Reprenons: les candidats aux prochaines élections sont
filtrés par «l'Administration», alias le système, alias le Pouvoir, alias pas
nous mais eux. Ensuite les candidats sont interrogés par la police et la
gendarmerie avant de se faire élire, alors qu'il faut le faire après leur
mandat selon la loi de déclaration de patrimoine. Ensuite, on valide et on
rejette et on exclut selon soi, selon le wali qui a, de par la loi, le pouvoir
discrétionnaire de rejeter une candidature (on nous l'a cachée, cette loi).
Ensuite, on achète des urnes transparentes à quelque 200 millions de dollars
(les anciennes ne l'étaient pas ?). Et ensuite, quand tout sera fait et défait
et refait, on vous appellera pour voter, c'est-à-dire valider. Reprenons donc:
le vote est un choix mais on n'a pas le choix de ne pas voter, ni même de
parler de ne pas voter. Le MJIC, Mouvement de la jeunesse indépendante pour le
changement, a vu certains de ses membres arrêtés à Alger parce qu'ils
distribuaient des tracts appelant à ne pas voter. La raison ? Le vote n'est pas
un choix mais c'est un choix obligatoire de le choisir et de voter. Absurde. La
raison ? Evidente: le vote est destiné à l'exportation, comme certaines dattes
du Sud. Pas le choix des électeurs mais le taux de participation. C'est
d'ailleurs un référendum, un plébiscite des «réformes». Ensuite, c'est un
mouvement de jeunes et le vote, le prochain, est un choix de vieux. Du système
vieux, de ses vieux, de sa vieillesse, de l'emploi de vieux et du
vieillissement précoce de la population assise entre la ride et l'évocation. Il
y a dans l'arrestation de ces militants du biologique, du politique. Du
persistant contre le naissant. De la relique contre le nouveau monde.

### [Consigne 1]
Répondez à ces questions sur le texte consacré aux élections :
(a) Qui détient, selon la loi, le pouvoir discrétionnaire de rejeter une candidature ?
(b) À quel prix approximatif achète-t-on les urnes transparentes ?
(c) Que faisaient les membres du MJIC arrêtés à Alger ?
### [Consigne 2]
Recopiez le passage du texte sur les élections qui commence aux mots « Reprenons: les candidats » et s'arrête après « cachée, cette loi). ».

Entrées de données enregistrées

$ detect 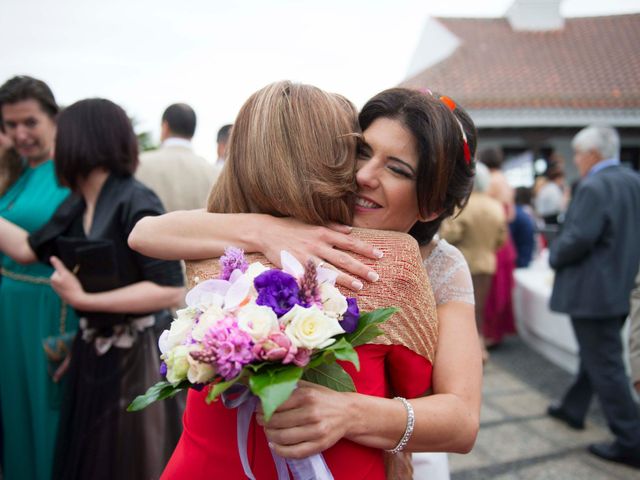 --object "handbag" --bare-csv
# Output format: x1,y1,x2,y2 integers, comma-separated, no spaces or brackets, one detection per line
42,302,76,377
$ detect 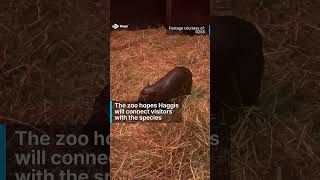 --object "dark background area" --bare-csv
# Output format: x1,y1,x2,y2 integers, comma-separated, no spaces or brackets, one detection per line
0,0,109,125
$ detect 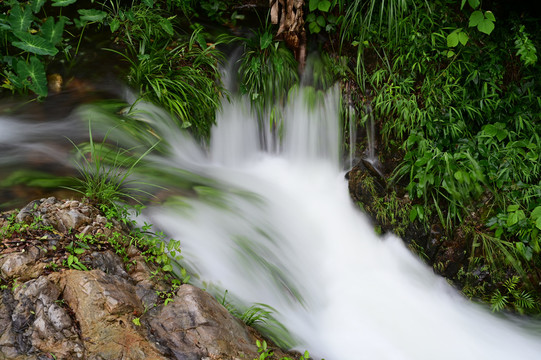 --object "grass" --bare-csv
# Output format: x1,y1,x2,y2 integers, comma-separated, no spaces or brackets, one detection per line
68,121,158,209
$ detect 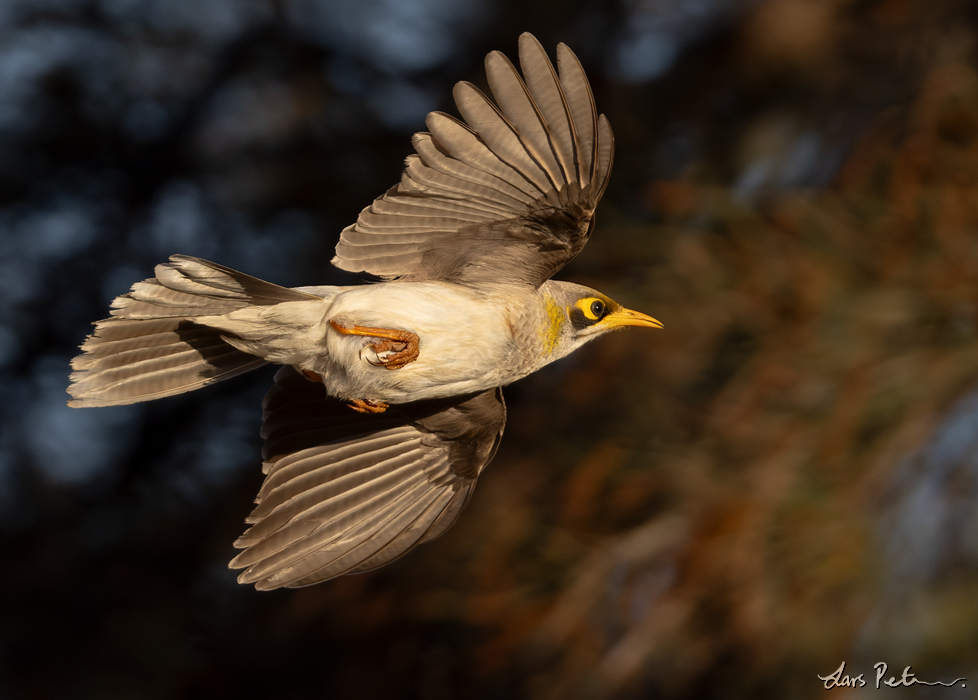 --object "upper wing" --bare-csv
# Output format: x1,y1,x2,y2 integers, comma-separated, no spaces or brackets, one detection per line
333,34,614,286
231,367,506,590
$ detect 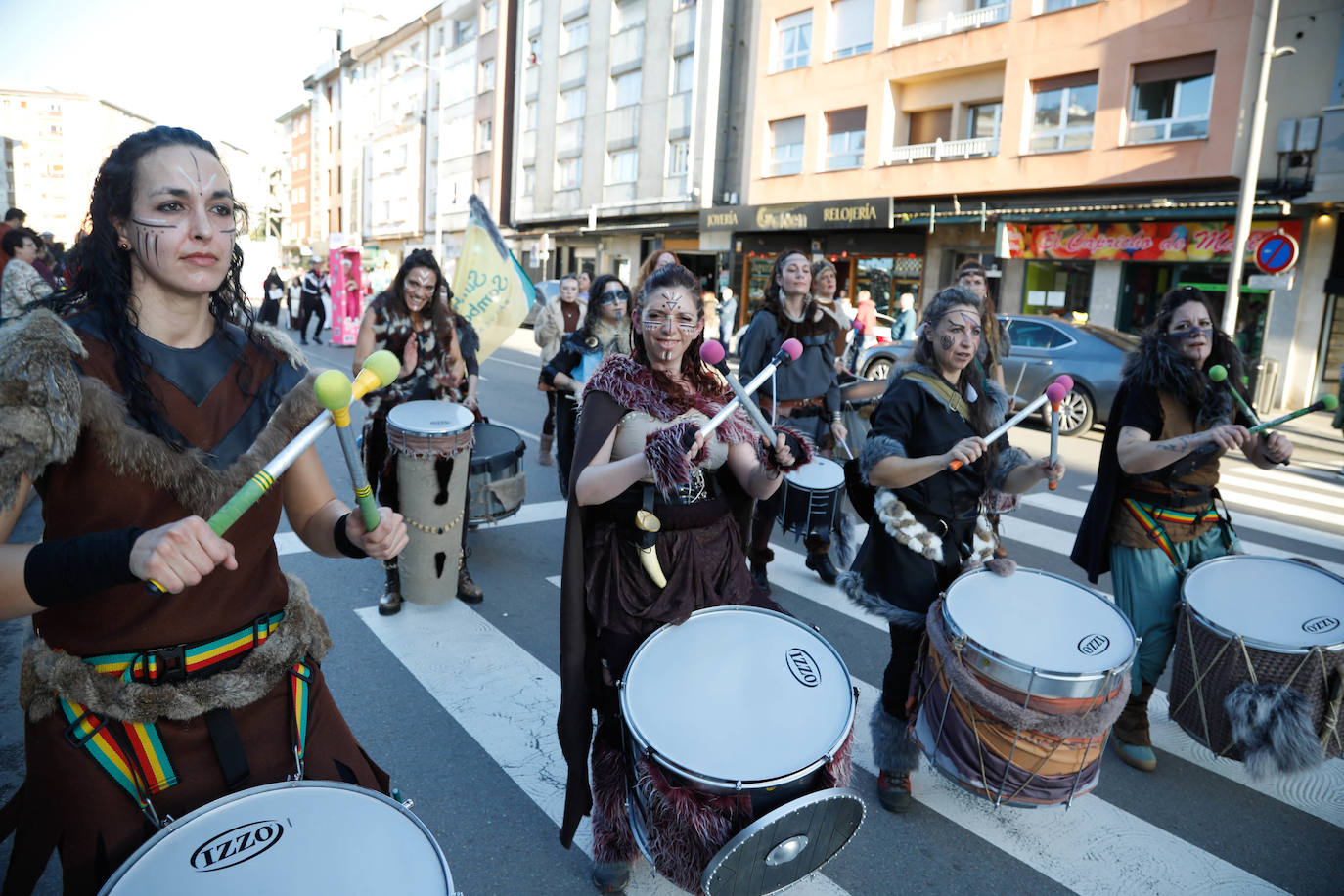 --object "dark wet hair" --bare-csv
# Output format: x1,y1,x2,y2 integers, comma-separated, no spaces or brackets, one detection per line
42,125,252,449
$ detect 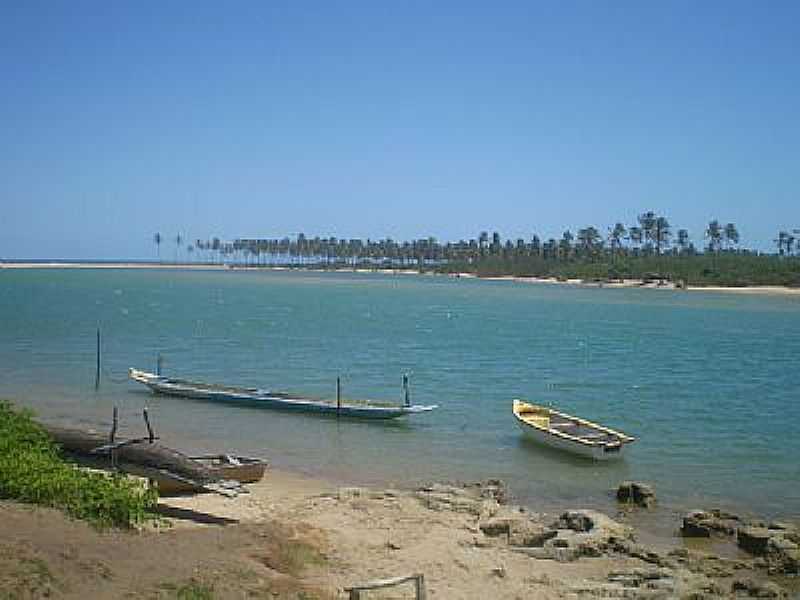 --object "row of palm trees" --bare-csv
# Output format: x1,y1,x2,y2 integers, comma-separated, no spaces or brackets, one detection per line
154,211,788,266
774,229,800,256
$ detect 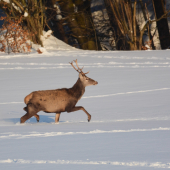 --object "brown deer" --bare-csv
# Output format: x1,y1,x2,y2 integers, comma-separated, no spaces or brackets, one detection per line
20,60,98,123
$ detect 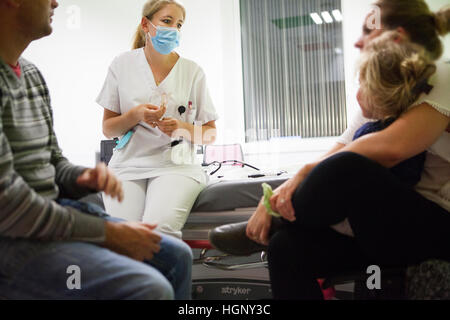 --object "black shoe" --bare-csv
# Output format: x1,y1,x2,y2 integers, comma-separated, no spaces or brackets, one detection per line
209,219,282,256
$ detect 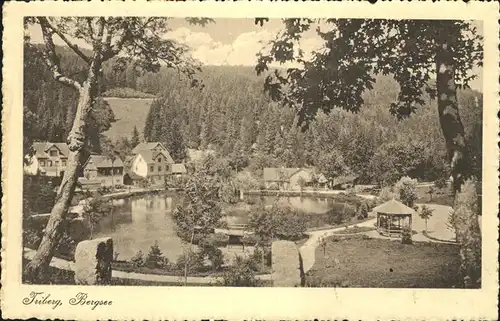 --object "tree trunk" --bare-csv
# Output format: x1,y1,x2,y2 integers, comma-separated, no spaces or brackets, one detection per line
436,27,481,288
26,54,101,283
436,36,467,193
184,229,194,286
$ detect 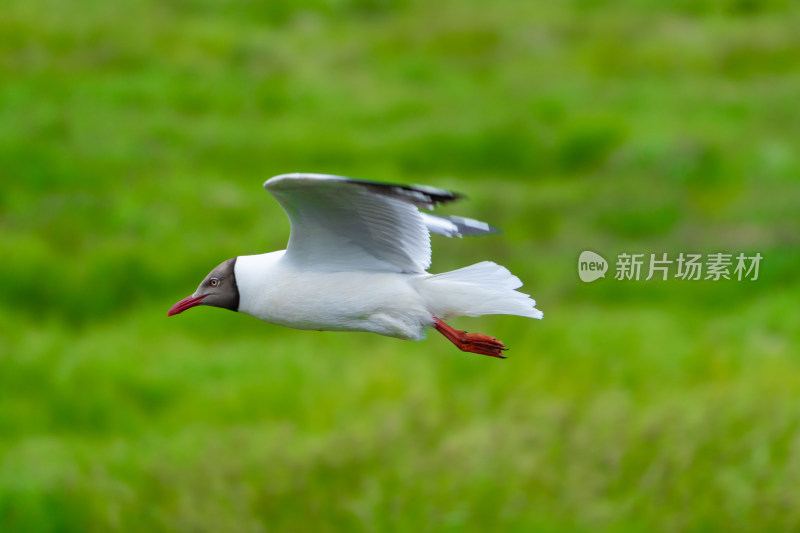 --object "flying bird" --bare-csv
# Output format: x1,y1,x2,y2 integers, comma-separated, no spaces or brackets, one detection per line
167,173,542,358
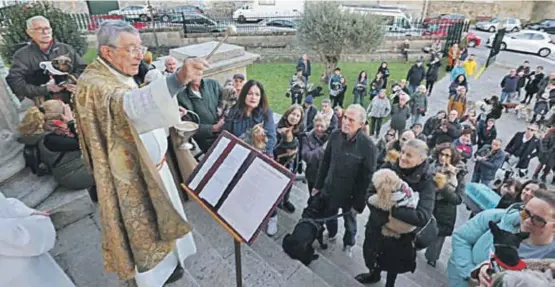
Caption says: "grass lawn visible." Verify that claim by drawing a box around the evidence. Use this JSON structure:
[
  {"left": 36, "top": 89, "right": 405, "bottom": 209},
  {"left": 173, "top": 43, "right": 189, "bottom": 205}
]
[
  {"left": 247, "top": 62, "right": 445, "bottom": 114},
  {"left": 83, "top": 48, "right": 445, "bottom": 114}
]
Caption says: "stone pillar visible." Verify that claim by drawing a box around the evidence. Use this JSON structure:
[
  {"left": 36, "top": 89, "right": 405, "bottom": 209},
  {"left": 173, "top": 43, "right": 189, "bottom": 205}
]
[{"left": 0, "top": 56, "right": 25, "bottom": 183}]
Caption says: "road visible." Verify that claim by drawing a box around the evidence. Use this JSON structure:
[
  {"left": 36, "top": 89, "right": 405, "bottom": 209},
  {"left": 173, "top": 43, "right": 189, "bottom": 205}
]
[{"left": 470, "top": 30, "right": 555, "bottom": 68}]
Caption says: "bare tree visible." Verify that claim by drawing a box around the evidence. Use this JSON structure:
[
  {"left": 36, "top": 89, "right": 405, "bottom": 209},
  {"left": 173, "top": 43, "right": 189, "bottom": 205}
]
[{"left": 297, "top": 1, "right": 384, "bottom": 81}]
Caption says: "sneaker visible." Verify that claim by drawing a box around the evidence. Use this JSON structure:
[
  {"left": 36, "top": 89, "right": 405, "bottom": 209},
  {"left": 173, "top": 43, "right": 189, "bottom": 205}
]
[
  {"left": 343, "top": 245, "right": 353, "bottom": 257},
  {"left": 266, "top": 215, "right": 277, "bottom": 236}
]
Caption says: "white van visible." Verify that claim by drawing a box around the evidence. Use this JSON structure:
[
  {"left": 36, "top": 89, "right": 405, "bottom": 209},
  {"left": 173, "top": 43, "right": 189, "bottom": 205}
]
[
  {"left": 233, "top": 4, "right": 302, "bottom": 23},
  {"left": 340, "top": 5, "right": 422, "bottom": 36}
]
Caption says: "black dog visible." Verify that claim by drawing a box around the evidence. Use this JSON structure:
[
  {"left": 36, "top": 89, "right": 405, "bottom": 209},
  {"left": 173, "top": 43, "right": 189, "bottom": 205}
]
[
  {"left": 488, "top": 221, "right": 530, "bottom": 275},
  {"left": 282, "top": 193, "right": 329, "bottom": 265}
]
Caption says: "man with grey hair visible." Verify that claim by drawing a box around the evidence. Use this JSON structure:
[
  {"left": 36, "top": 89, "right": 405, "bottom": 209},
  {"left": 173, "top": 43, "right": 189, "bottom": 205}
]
[
  {"left": 6, "top": 16, "right": 85, "bottom": 103},
  {"left": 164, "top": 56, "right": 177, "bottom": 75},
  {"left": 312, "top": 104, "right": 377, "bottom": 256},
  {"left": 75, "top": 20, "right": 207, "bottom": 287}
]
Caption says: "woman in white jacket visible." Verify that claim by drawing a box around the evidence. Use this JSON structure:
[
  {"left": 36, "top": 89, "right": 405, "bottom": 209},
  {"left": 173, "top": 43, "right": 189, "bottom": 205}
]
[{"left": 0, "top": 192, "right": 75, "bottom": 287}]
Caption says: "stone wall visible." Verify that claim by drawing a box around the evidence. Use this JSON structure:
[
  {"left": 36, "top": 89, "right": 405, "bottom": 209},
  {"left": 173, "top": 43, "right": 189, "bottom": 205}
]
[{"left": 427, "top": 1, "right": 534, "bottom": 20}]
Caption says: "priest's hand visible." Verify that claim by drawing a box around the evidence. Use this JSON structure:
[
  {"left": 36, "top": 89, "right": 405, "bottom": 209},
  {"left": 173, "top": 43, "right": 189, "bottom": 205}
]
[{"left": 176, "top": 59, "right": 208, "bottom": 85}]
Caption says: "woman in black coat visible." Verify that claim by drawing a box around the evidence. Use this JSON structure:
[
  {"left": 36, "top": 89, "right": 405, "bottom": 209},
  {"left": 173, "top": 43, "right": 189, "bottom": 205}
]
[
  {"left": 426, "top": 55, "right": 441, "bottom": 96},
  {"left": 355, "top": 139, "right": 435, "bottom": 287},
  {"left": 425, "top": 143, "right": 467, "bottom": 267},
  {"left": 376, "top": 62, "right": 389, "bottom": 89}
]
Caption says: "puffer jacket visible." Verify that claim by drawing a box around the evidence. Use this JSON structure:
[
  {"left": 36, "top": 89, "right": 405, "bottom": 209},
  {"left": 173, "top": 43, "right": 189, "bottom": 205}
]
[
  {"left": 366, "top": 97, "right": 391, "bottom": 118},
  {"left": 6, "top": 41, "right": 85, "bottom": 102}
]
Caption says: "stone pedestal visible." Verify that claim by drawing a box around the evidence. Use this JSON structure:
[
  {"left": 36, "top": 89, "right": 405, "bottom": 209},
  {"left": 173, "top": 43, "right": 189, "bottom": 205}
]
[{"left": 155, "top": 41, "right": 260, "bottom": 85}]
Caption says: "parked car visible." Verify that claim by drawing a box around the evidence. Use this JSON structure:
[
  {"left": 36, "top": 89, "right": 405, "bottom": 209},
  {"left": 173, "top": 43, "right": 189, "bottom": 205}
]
[
  {"left": 486, "top": 30, "right": 555, "bottom": 57},
  {"left": 154, "top": 5, "right": 204, "bottom": 22},
  {"left": 180, "top": 14, "right": 227, "bottom": 33},
  {"left": 87, "top": 15, "right": 147, "bottom": 31},
  {"left": 424, "top": 14, "right": 466, "bottom": 25},
  {"left": 108, "top": 5, "right": 150, "bottom": 22},
  {"left": 476, "top": 18, "right": 522, "bottom": 33},
  {"left": 524, "top": 19, "right": 555, "bottom": 34},
  {"left": 422, "top": 24, "right": 482, "bottom": 47}
]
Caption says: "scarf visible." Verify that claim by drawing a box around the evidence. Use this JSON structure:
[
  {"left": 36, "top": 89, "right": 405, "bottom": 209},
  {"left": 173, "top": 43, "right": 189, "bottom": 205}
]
[{"left": 44, "top": 120, "right": 75, "bottom": 138}]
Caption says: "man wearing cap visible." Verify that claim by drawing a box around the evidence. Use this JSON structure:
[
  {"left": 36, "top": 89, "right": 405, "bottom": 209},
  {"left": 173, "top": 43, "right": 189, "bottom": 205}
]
[
  {"left": 233, "top": 73, "right": 245, "bottom": 95},
  {"left": 177, "top": 69, "right": 224, "bottom": 153},
  {"left": 303, "top": 96, "right": 318, "bottom": 132},
  {"left": 407, "top": 58, "right": 426, "bottom": 95}
]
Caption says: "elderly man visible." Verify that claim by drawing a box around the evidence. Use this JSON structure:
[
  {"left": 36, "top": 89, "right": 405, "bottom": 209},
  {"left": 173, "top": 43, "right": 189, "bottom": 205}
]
[
  {"left": 177, "top": 66, "right": 224, "bottom": 153},
  {"left": 312, "top": 104, "right": 377, "bottom": 256},
  {"left": 6, "top": 16, "right": 85, "bottom": 103},
  {"left": 163, "top": 56, "right": 177, "bottom": 75},
  {"left": 75, "top": 20, "right": 207, "bottom": 287}
]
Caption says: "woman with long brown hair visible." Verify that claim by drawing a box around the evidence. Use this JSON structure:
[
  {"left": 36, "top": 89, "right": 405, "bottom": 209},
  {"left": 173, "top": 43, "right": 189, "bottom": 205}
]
[{"left": 18, "top": 100, "right": 96, "bottom": 200}]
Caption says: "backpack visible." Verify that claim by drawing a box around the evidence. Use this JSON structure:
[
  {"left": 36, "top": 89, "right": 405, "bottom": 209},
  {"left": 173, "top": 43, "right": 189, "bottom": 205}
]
[{"left": 23, "top": 142, "right": 51, "bottom": 176}]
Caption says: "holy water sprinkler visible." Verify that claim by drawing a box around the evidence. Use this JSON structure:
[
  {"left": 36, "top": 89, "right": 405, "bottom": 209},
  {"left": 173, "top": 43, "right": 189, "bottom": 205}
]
[{"left": 205, "top": 25, "right": 237, "bottom": 61}]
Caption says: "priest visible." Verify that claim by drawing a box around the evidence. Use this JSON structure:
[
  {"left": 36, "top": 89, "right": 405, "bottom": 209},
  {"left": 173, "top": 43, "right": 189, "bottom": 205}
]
[{"left": 74, "top": 20, "right": 207, "bottom": 287}]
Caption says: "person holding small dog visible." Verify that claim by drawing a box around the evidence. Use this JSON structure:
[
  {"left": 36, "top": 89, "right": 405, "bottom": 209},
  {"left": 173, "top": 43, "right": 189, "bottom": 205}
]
[
  {"left": 301, "top": 114, "right": 328, "bottom": 198},
  {"left": 355, "top": 139, "right": 436, "bottom": 287},
  {"left": 447, "top": 189, "right": 555, "bottom": 287},
  {"left": 312, "top": 105, "right": 377, "bottom": 255},
  {"left": 6, "top": 16, "right": 85, "bottom": 104},
  {"left": 425, "top": 143, "right": 467, "bottom": 267}
]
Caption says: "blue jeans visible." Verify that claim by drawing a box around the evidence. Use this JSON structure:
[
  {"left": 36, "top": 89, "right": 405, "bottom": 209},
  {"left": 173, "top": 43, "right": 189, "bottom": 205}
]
[
  {"left": 326, "top": 208, "right": 357, "bottom": 246},
  {"left": 500, "top": 92, "right": 516, "bottom": 104}
]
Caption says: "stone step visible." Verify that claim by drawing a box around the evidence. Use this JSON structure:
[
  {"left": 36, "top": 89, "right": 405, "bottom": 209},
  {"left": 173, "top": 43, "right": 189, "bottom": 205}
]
[
  {"left": 185, "top": 202, "right": 328, "bottom": 286},
  {"left": 36, "top": 186, "right": 96, "bottom": 230},
  {"left": 0, "top": 168, "right": 58, "bottom": 208}
]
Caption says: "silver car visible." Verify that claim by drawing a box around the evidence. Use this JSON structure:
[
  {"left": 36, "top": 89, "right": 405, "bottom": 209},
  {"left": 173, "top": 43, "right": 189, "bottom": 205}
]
[{"left": 476, "top": 18, "right": 522, "bottom": 33}]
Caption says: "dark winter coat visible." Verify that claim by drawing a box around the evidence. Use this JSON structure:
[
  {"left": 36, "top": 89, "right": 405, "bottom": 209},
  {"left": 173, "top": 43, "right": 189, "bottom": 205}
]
[
  {"left": 177, "top": 79, "right": 223, "bottom": 152},
  {"left": 538, "top": 133, "right": 555, "bottom": 166},
  {"left": 407, "top": 64, "right": 426, "bottom": 86},
  {"left": 363, "top": 161, "right": 436, "bottom": 274},
  {"left": 409, "top": 92, "right": 428, "bottom": 115},
  {"left": 525, "top": 72, "right": 545, "bottom": 94},
  {"left": 314, "top": 130, "right": 377, "bottom": 213},
  {"left": 429, "top": 161, "right": 465, "bottom": 236},
  {"left": 431, "top": 120, "right": 462, "bottom": 147},
  {"left": 474, "top": 144, "right": 505, "bottom": 181},
  {"left": 301, "top": 131, "right": 327, "bottom": 182},
  {"left": 390, "top": 104, "right": 410, "bottom": 131},
  {"left": 6, "top": 41, "right": 86, "bottom": 103},
  {"left": 505, "top": 132, "right": 540, "bottom": 168},
  {"left": 426, "top": 61, "right": 441, "bottom": 82},
  {"left": 501, "top": 75, "right": 520, "bottom": 93},
  {"left": 476, "top": 124, "right": 497, "bottom": 148}
]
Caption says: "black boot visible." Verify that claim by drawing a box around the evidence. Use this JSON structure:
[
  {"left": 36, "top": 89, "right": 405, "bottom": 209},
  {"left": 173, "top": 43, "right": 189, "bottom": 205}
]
[
  {"left": 355, "top": 270, "right": 382, "bottom": 284},
  {"left": 164, "top": 265, "right": 185, "bottom": 285}
]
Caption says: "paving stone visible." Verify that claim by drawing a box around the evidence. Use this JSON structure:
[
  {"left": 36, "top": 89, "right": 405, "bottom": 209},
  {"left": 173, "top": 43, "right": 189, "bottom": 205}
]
[
  {"left": 0, "top": 168, "right": 58, "bottom": 208},
  {"left": 185, "top": 231, "right": 235, "bottom": 287},
  {"left": 52, "top": 218, "right": 120, "bottom": 286},
  {"left": 36, "top": 187, "right": 96, "bottom": 229}
]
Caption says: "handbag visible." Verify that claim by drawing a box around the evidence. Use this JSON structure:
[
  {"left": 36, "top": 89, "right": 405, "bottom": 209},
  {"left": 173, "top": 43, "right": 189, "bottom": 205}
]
[{"left": 413, "top": 215, "right": 439, "bottom": 250}]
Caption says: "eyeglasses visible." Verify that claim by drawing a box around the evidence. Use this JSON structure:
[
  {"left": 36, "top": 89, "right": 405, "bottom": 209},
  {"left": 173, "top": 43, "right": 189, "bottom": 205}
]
[
  {"left": 110, "top": 46, "right": 148, "bottom": 56},
  {"left": 520, "top": 206, "right": 547, "bottom": 228},
  {"left": 33, "top": 27, "right": 52, "bottom": 33}
]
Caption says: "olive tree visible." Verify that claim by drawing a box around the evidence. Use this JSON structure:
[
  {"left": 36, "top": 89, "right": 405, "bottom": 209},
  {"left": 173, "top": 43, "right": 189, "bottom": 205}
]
[{"left": 297, "top": 1, "right": 384, "bottom": 80}]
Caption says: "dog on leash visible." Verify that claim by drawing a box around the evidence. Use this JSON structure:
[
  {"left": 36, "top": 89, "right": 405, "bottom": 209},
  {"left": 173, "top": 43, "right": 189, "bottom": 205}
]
[{"left": 282, "top": 192, "right": 329, "bottom": 265}]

### [Réponse rédigée 1]
(a) Le wali.
(b) Quelque 200 millions de dollars.
(c) Ils distribuaient des tracts appelant à ne pas voter.

### [Réponse rédigée 2]
Reprenons: les candidats aux prochaines élections sont
filtrés par «l'Administration», alias le système, alias le Pouvoir, alias pas
nous mais eux. Ensuite les candidats sont interrogés par la police et la
gendarmerie avant de se faire élire, alors qu'il faut le faire après leur
mandat selon la loi de déclaration de patrimoine. Ensuite, on valide et on
rejette et on exclut selon soi, selon le wali qui a, de par la loi, le pouvoir
discrétionnaire de rejeter une candidature (on nous l'a cachée, cette loi).